START Record excerpts

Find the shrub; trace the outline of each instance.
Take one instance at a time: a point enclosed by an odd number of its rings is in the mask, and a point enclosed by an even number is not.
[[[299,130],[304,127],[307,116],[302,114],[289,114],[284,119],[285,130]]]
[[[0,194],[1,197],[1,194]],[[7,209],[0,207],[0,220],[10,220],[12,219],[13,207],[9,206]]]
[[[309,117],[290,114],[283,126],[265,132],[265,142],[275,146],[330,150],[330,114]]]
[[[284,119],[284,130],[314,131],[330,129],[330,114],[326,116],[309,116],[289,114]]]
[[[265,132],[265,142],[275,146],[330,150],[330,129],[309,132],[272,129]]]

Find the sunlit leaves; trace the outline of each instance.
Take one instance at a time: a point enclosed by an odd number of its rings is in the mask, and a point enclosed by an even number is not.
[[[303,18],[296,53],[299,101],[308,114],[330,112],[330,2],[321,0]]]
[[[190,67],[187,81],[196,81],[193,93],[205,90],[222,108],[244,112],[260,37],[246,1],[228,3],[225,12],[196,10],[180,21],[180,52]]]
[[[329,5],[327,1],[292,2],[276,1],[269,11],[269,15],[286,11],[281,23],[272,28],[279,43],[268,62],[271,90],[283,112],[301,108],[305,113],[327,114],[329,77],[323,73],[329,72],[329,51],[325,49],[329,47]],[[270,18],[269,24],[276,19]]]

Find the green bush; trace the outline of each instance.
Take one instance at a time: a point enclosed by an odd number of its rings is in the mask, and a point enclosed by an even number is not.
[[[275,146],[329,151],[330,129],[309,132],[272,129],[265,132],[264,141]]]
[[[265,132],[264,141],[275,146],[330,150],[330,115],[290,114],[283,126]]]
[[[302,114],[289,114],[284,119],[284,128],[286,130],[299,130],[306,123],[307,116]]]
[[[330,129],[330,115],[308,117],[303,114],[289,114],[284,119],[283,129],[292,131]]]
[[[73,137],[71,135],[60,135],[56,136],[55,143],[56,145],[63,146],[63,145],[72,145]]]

END Record excerpts

**Work order:** Where does the word "trace" occur in the data? Copy every line that has it.

**Answer to this exercise:**
Find the shrub; trace the outline of each instance.
Find the sunlit leaves; trace the outline of each instance.
Find the green bush; trace the outline of each instance.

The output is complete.